- [Information supplied]:
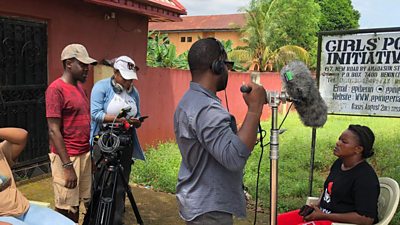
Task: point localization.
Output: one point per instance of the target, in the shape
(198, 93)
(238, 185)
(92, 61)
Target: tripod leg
(96, 195)
(130, 196)
(105, 215)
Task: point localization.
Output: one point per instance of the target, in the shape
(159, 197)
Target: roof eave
(155, 13)
(197, 30)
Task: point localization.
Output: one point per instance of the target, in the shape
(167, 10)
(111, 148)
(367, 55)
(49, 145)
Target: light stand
(274, 99)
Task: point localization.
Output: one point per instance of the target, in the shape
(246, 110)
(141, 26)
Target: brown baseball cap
(78, 52)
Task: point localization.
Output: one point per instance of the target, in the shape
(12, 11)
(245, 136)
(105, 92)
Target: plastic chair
(387, 202)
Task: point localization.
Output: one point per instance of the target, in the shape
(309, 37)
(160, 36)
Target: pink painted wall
(161, 90)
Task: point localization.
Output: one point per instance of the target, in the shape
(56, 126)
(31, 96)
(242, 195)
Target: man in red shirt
(68, 118)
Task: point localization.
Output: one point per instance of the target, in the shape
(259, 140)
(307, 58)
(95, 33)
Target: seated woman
(352, 188)
(14, 207)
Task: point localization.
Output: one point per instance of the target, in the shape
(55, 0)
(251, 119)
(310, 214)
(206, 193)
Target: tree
(161, 53)
(278, 29)
(338, 15)
(294, 22)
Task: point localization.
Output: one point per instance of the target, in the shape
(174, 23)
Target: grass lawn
(162, 165)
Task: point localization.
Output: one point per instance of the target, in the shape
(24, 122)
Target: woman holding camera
(352, 188)
(116, 100)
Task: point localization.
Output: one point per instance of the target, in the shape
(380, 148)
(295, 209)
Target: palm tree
(256, 34)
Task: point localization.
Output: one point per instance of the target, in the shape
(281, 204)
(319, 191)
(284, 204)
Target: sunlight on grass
(162, 165)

- [Request]:
From the records given above, reproduce all text exactly and exclude each picture.

- [Response to the exercise]:
Task: point localization.
Output: one point per instance of the target, in the shape
(198, 93)
(238, 185)
(92, 61)
Target: tripod leg
(96, 195)
(130, 196)
(105, 215)
Task: point localization.
Output: one point per instance of the target, in the shape
(159, 197)
Target: roof eave
(155, 13)
(197, 30)
Task: point localization.
Output: one point per instance of the target, in the shape
(167, 10)
(111, 148)
(367, 55)
(49, 145)
Target: light stand
(274, 99)
Task: point localization.
Output: one point per instance of the target, in the shape
(246, 110)
(141, 26)
Target: brown baseball cap
(78, 52)
Task: point localization.
Output: one point per instance of the target, in the shape
(12, 11)
(245, 136)
(105, 92)
Target: plastic chair
(387, 202)
Task: point localization.
Output: one point per instance of the target, in the shape
(309, 37)
(160, 36)
Target: pink painted wall
(161, 90)
Task: point localization.
Output: one point per instance of the target, in the shape
(56, 126)
(31, 96)
(242, 195)
Target: man in red shirt
(68, 118)
Task: point localization.
Output: one point per instance of the target, in the shape
(259, 140)
(307, 58)
(95, 33)
Target: seated woman
(352, 188)
(14, 207)
Task: point localization.
Output: one point per instance of the target, in the shape
(55, 0)
(251, 119)
(310, 214)
(206, 193)
Target: tree
(161, 53)
(278, 29)
(338, 15)
(294, 22)
Task: point localization.
Output: one point per instance of the target, in the shape
(174, 23)
Target: grass lawn
(162, 165)
Task: point localization.
Output: one point per instance of the target, in the shape
(24, 122)
Target: woman holding camera
(352, 188)
(116, 100)
Task: point localization.
Output: one point per instance of the target, in the shape
(380, 148)
(295, 209)
Target: palm tree
(256, 34)
Task: point localization.
Output: one point per instance of the target, in the shape
(281, 204)
(319, 191)
(284, 204)
Target: sunlight on grass
(162, 165)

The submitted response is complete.